→ **OBJECTIVES**
[A] Answer these questions from the review:
(i) What verdict does the review give?
(ii) By the review's account, what is the maximum gap closure, and what was the target?
(iii) Which sections present the SinkCast algorithm, according to the review?
[B] List every labeled field at the top of the review, from Title through Elapsed, together with its value.
[C] Reproduce the passage of the review that starts at "3. Clear refutation" and ends at "the proposed approach.", word for word.

→ **EXCERPT PROVIDED**
::::::::::
Title: SINKCAST: AN EMPIRICAL STUDY OF INFERENCE-TIME CORRECTION BF16
PDF: sinkcast-bos-fp32-rope.pdf
Score: 3.5
Verdict: Strong Reject
Confidence: 0.60
Elapsed: 50.7s

Strengths:
1. Honest reporting of negative results: The paper transparently reports that SinkCast fails to achieve its goals (sink key accounts for only 5–8% of shift-error, gap closure max 36% vs 80% target, downstream improvement −0.91 points). This is refreshing in a field where negative results are often suppressed. Evidence: Abstract, Section 4.2–4.4, Table 1–3.
2. Principled correction formula with closed-form derivation: The SinkCast correction (Equations 4–9) is mathematically sound—removing BF16 sink contribution, rescaling, and adding FP32-corrected contribution using log-sum-exp arithmetic. The multi-key extension (Equation 9) is cleanly generalized. Evidence: Section 3.3, Equations 4–9.
3. Clear refutation of the localization hypothesis with quantitative evidence: Table 1 shows Dlogit(0) is the smallest among all measured indices (4.48 vs 22.57 for j=1 in Llama; 3.84 vs 10.14 for j=1 in Mistral), and j0-fraction is only 5.0% and 8.5%. This directly refutes the premise that sink-focused correction could work. Evidence: Table 1, Figure 2.

Weaknesses:
1. Extremely limited contribution given negative results: The paper proposes a method (SinkCast), then demonstrates it does not work. While negative results can be valuable, the actual insight—'BF16 shift-error is distributed, not localized at sinks'—is a relatively narrow empirical finding that could be established in a few pages without needing a full method proposal. The method itself is a dead end. Evidence: entire paper, particularly Section 5 Discussion which offers no path forward for the proposed approach.
2. Over-packaging of a simple empirical observation: The paper frames a failed hypothesis test as a full method contribution. The SinkCast algorithm (Sections 3.2–3.3) is presented with a figure and formal equations, but since the method demonstrably does not work, this elaborate presentation inflates the perceived contribution. The core finding (error is distributed, not localized) could be shown with Table 1 alone. Evidence: Figure 1, Equations 4–9, the mismatch between method complexity and negative outcome.
::::::::::
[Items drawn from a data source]

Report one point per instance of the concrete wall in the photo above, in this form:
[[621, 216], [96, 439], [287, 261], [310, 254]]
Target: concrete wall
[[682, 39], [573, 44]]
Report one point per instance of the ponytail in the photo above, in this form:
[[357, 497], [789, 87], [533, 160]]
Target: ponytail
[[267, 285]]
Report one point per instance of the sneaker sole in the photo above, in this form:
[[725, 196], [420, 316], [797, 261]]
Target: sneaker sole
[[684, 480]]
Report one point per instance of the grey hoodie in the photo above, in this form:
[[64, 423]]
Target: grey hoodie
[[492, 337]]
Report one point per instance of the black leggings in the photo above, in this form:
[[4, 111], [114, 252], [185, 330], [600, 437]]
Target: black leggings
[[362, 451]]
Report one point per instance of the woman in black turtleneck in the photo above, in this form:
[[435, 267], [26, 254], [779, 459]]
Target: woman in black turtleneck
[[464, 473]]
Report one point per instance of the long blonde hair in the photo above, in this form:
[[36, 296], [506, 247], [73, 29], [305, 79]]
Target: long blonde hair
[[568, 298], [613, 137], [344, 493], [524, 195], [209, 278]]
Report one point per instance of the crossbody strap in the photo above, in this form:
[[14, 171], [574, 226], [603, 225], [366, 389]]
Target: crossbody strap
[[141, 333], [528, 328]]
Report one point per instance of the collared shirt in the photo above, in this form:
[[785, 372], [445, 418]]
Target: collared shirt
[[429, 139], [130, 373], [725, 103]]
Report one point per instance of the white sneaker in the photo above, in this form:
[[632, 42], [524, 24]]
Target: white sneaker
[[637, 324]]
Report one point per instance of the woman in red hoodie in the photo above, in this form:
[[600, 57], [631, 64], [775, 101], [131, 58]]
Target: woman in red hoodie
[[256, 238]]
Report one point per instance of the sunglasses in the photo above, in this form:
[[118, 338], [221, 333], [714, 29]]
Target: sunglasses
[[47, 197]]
::::::::::
→ **ANSWERS TO THE EXERCISE**
[A]
(i) Strong Reject
(ii) A maximum of 36%, against an 80% target
(iii) Sections 3.2–3.3

[B]
- Title: SINKCAST: AN EMPIRICAL STUDY OF INFERENCE-TIME CORRECTION BF16
- PDF: sinkcast-bos-fp32-rope.pdf
- Score: 3.5
- Verdict: Strong Reject
- Confidence: 0.60
- Elapsed: 50.7s

[C]
3. Clear refutation of the localization hypothesis with quantitative evidence: Table 1 shows Dlogit(0) is the smallest among all measured indices (4.48 vs 22.57 for j=1 in Llama; 3.84 vs 10.14 for j=1 in Mistral), and j0-fraction is only 5.0% and 8.5%. This directly refutes the premise that sink-focused correction could work. Evidence: Table 1, Figure 2.

Weaknesses:
1. Extremely limited contribution given negative results: The paper proposes a method (SinkCast), then demonstrates it does not work. While negative results can be valuable, the actual insight—'BF16 shift-error is distributed, not localized at sinks'—is a relatively narrow empirical finding that could be established in a few pages without needing a full method proposal. The method itself is a dead end. Evidence: entire paper, particularly Section 5 Discussion which offers no path forward for the proposed approach.